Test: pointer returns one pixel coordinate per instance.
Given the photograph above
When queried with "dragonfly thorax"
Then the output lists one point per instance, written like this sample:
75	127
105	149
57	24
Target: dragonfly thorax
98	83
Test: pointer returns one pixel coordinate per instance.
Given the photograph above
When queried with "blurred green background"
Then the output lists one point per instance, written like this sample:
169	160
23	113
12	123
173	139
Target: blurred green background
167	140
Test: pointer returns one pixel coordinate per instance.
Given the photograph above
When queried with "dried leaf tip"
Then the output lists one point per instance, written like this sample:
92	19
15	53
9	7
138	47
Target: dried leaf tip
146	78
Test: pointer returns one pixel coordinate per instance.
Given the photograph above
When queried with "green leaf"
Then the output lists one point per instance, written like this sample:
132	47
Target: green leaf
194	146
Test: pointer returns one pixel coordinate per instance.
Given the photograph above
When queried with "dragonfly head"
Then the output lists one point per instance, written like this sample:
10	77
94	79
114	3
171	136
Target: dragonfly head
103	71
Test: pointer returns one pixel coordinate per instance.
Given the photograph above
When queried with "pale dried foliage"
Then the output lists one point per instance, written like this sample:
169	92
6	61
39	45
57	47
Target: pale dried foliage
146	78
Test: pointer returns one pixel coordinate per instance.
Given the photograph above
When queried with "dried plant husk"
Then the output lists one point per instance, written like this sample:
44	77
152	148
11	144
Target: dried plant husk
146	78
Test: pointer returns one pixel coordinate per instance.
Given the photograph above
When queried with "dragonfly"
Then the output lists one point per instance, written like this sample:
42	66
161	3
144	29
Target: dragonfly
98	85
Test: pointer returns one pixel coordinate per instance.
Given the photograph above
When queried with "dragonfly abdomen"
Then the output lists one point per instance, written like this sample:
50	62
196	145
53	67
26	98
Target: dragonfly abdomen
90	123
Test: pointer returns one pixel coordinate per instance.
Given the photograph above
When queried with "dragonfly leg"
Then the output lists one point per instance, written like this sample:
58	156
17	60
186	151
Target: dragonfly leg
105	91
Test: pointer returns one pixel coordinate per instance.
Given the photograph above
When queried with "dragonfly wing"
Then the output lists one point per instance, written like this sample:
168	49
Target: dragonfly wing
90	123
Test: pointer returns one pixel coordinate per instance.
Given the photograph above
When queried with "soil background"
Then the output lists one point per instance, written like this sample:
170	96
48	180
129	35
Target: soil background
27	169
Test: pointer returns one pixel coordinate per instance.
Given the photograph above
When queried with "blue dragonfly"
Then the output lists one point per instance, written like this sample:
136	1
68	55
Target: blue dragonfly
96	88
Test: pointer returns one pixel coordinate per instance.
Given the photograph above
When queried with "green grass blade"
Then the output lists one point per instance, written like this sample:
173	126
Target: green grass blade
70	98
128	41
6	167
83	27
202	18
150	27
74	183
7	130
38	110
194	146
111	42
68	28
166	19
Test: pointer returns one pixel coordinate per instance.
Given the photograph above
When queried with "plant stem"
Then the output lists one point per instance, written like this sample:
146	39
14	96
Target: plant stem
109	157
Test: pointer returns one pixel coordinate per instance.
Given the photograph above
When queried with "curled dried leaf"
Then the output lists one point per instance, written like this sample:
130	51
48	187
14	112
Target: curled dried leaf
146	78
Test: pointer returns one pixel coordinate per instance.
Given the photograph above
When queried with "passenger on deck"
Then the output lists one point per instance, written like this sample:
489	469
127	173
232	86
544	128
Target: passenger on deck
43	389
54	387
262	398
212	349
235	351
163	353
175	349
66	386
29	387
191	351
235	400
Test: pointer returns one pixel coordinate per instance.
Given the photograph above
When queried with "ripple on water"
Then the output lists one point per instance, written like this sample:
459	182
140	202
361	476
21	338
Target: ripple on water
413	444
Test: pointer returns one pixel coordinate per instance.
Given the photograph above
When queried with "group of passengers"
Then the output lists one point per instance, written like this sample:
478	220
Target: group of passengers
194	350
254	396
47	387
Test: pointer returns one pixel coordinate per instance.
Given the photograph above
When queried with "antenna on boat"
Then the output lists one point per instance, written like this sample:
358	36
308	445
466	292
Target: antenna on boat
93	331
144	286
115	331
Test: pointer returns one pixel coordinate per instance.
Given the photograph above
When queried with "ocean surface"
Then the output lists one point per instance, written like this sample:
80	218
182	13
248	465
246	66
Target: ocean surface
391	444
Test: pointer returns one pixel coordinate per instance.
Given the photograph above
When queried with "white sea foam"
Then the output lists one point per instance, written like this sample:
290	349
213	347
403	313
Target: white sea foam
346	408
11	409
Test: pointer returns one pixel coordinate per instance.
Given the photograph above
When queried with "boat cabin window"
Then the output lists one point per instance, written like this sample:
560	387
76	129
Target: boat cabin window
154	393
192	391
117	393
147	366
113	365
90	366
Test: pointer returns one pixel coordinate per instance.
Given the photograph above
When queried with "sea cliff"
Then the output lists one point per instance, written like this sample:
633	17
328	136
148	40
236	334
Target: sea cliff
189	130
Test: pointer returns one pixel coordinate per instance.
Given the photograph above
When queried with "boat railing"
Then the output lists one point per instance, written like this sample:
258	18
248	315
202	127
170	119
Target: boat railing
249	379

---------------

* **Given problem**
Write out all records exactly, keeping every detail.

* **Complete answer**
Test: pointer returns one pixel coordinate per instance.
Given the photograph above
When queried with "dragonfly thorax"
Then the output lists one point per instance, written like this sample:
75	127
105	149
57	24
Target: dragonfly thorax
98	83
Test: pointer returns one pixel coordinate per instance.
Given the photograph above
When queried with "blurred green background"
Then the output lists one point per instance, written like this sample:
169	160
23	113
12	123
173	139
Target: blurred green background
167	140
Test: pointer returns one pixel coordinate per instance.
Given the photograph above
When queried with "dried leaf tip"
Then the output lists one point per instance, written like this sample:
92	19
15	53
9	7
138	47
Target: dried leaf tip
146	78
Test: pointer returns one pixel coordinate per instance.
Given the photograph above
When queried with "green leaf"
Then the output lists one point per instance, written like this sample:
132	47
Target: green leaf
194	146
Test: pointer returns one pixel coordinate per instance.
Given the photograph above
When queried with "dragonfly head"
Then the output lists one point per instance, written like this sample:
10	77
94	79
114	3
171	136
Target: dragonfly head
103	71
Test: pointer returns one pixel coordinate per instance.
Given the photograph above
When queried with "pale dried foliage"
Then the output lists one point per instance, written like this sample:
169	92
6	61
39	45
57	47
Target: pale dried foliage
146	78
Test: pointer returns one pixel coordinate per instance.
Given the photograph above
When queried with "dried plant husk"
Then the output lists one point per instance, written like this sample:
44	77
152	148
11	144
Target: dried plant husk
146	78
Test: pointer returns one pixel coordinate per instance.
Given the photograph above
When queried with "dragonfly"
Then the output lists one point per instance, written like this sample:
42	66
161	3
144	29
Target: dragonfly
98	85
Test: pointer returns one pixel coordinate per instance.
Given the photograph above
When queried with "dragonfly abdomen"
Then the output lists one point per instance, written like this sample:
50	62
196	145
53	67
26	98
Target: dragonfly abdomen
90	123
Test: pointer returns one pixel coordinate per instance.
Given the photograph above
When queried with "dragonfly leg"
Then the output lists one point per instance, written like this sample:
58	156
17	60
186	151
Target: dragonfly leg
105	91
Test: pointer returns one pixel coordinate per instance.
Given the photograph above
When queried with "dragonfly wing"
Then the output lists one point per instance, written like this sample:
168	49
Target: dragonfly wing
90	123
Test: pointer returns one pixel coordinate per instance.
Given the photograph above
When queried with "soil background"
Then the output lists one point per instance, written like this sample:
170	96
48	180
129	35
Target: soil background
27	169
Test: pointer returns one pixel coordinate per instance.
Given the photograph above
When queried with "blue dragonfly"
Then the output lists one point per instance, written like this sample:
136	1
68	55
Target: blue dragonfly
96	88
Test: pointer returns one pixel coordinate per instance.
Given the photograph above
When queried with "green grass blade"
Then the output lists one point per instance, written like this sample:
173	126
Target: green grass blade
70	98
128	41
6	167
83	27
202	18
150	27
74	183
7	130
38	110
194	146
111	42
68	28
166	19
Test: pointer returns one pixel coordinate per instance.
Given the photograph above
When queried with "plant stem"
Then the output lists one point per instance, written like this sample:
146	39
14	96
Target: plant stem
109	157
Test: pointer returns one pixel coordinate per instance.
Given the photograph above
When queried with "curled dried leaf"
Then the output lists one point per instance, written like this sample:
130	51
48	187
14	112
Target: curled dried leaf
146	78
Test: pointer returns one pixel coordinate per instance.
Given the photograph above
When queried with "passenger on deck"
Then the output lists one point per instance, written like this sample:
489	469
127	173
232	86
544	128
Target: passenger on deck
43	389
54	387
262	398
212	349
235	351
163	353
175	349
66	386
29	387
191	351
235	400
Test: pointer returns one pixel coordinate per instance.
Given the photograph above
When queried with "ripple on water"
Then the output lists one point per instance, written like this sample:
459	182
140	202
361	476
21	338
Target: ripple on water
413	444
Test: pointer returns one pixel coordinate per instance.
Given the photograph above
When queried with "group of passengers"
Then the output lists one point per instance, written like this sample:
478	220
Target: group of passengers
194	350
254	396
47	387
Test: pointer returns one pixel coordinate per instance.
Given the photograph above
When queried with "antenna on boat"
Then the output lists one point per instance, written like this sample:
358	36
308	445
466	292
Target: antenna on boat
93	331
144	286
115	331
Test: pointer returns one pixel coordinate per instance.
Given the photograph above
When queried with "ocean surface"
Then the output lists one point per instance, written like this sample:
80	218
182	13
248	465
246	66
Target: ocean surface
391	444
Test: pointer returns one pixel coordinate per instance.
Given the photograph above
When queried with "white sea foam"
Then the output lists one point per instance, written like this sample:
290	349
213	347
403	313
Target: white sea foam
346	408
11	409
Test: pointer returns one pixel coordinate per instance.
Given the photograph above
When queried with "boat cabin window"
Then the output lists one point per instance, written like this sample:
560	387
76	129
Target: boat cabin window
154	393
192	391
117	393
147	366
113	365
90	366
Test: pointer returns one pixel coordinate per instance.
Given the photograph above
When queried with "sea cliff"
Then the output lists one point per instance, written like this sample:
633	17
328	136
148	40
236	334
Target: sea cliff
189	130
Test: pointer returns one pixel coordinate per instance.
Given the photograph above
When queried with "boat railing"
Then the output lists one point per instance, written like this sample:
258	18
248	315
202	127
170	119
Target: boat railing
249	379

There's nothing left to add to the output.